Task details – Write out all of the records exactly once more and skip the images.

━━━ Extracted data ━━━

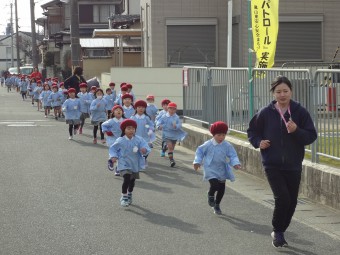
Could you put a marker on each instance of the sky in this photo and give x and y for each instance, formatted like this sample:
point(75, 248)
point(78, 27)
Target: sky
point(24, 14)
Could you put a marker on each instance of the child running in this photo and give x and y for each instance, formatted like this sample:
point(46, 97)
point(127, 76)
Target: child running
point(171, 126)
point(129, 150)
point(55, 98)
point(112, 130)
point(217, 169)
point(164, 104)
point(71, 108)
point(23, 87)
point(127, 105)
point(85, 102)
point(151, 109)
point(145, 127)
point(110, 100)
point(36, 93)
point(98, 114)
point(44, 99)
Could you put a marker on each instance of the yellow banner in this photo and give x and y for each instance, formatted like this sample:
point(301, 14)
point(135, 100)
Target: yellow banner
point(265, 27)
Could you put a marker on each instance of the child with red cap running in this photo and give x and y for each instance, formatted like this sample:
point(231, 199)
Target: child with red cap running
point(171, 126)
point(112, 130)
point(218, 156)
point(71, 108)
point(129, 150)
point(164, 104)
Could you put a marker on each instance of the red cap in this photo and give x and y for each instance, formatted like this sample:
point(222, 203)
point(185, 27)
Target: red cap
point(127, 96)
point(172, 105)
point(124, 88)
point(165, 101)
point(219, 127)
point(83, 85)
point(117, 107)
point(71, 90)
point(100, 91)
point(141, 103)
point(128, 123)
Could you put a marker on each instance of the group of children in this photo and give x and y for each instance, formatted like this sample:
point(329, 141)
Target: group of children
point(128, 128)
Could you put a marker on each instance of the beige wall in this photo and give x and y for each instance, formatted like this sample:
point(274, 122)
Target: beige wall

━━━

Response –
Could you put a marker on each instance of the sky in this photo and give x and y for each instance, formatted like this sample:
point(75, 248)
point(78, 27)
Target: sky
point(24, 14)
Could you put a marker on each instance of the child running in this photo and give x and y for each instance, formatted like this sample:
point(46, 97)
point(127, 76)
Target: child running
point(171, 126)
point(129, 150)
point(55, 98)
point(112, 130)
point(217, 169)
point(164, 104)
point(71, 108)
point(23, 87)
point(127, 105)
point(85, 102)
point(151, 109)
point(145, 127)
point(110, 100)
point(36, 93)
point(98, 114)
point(44, 99)
Could you put a marker on each instance of the yellow banner in this photo and give x and y for each instance, formatted like this sample:
point(301, 14)
point(135, 100)
Target: yellow banner
point(265, 27)
Could you put a marker on each instance of the child with red cap running in this photo and give x and y for each instance, formatted like this sample:
point(231, 199)
Target: child with red cap running
point(171, 126)
point(112, 130)
point(218, 156)
point(71, 108)
point(129, 150)
point(164, 104)
Could you put a marker on each instance of the red cap in this photo and give x and y for each instance, formatted like this sample:
point(222, 203)
point(185, 27)
Target: red cap
point(127, 96)
point(172, 105)
point(124, 88)
point(165, 101)
point(219, 127)
point(83, 85)
point(117, 107)
point(71, 90)
point(100, 91)
point(141, 103)
point(128, 123)
Could you put a marker on each instance of the group of children in this photo and give x and y for each instance, formatted like this sample:
point(329, 141)
Target: group of children
point(128, 128)
Could you put a marker on each instance of the beige wall in this photo and give x and y for each instance, formatted like this sample:
point(274, 122)
Target: beige wall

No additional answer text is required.